Required work
Copy the lines below word for word, leaving out the pictures.

Image point annotation records
>> Begin

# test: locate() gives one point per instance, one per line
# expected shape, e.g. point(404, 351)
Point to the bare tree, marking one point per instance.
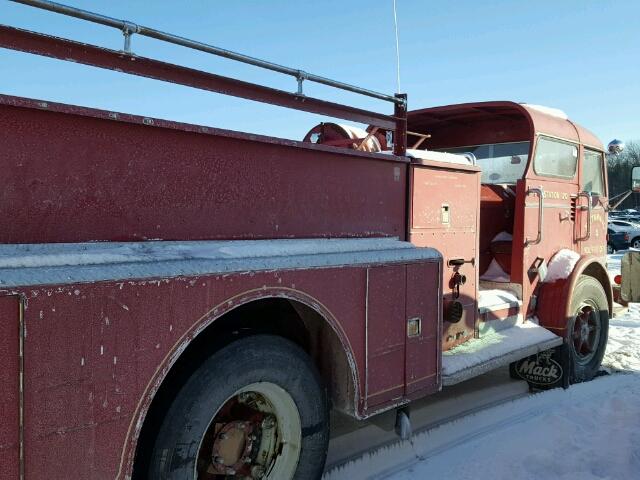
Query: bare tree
point(619, 172)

>> End

Full answer
# test: locate() gives one point per instance, one per line
# expected shape, e.g. point(404, 351)
Point to the bare tree, marking one point per instance.
Query: bare tree
point(619, 172)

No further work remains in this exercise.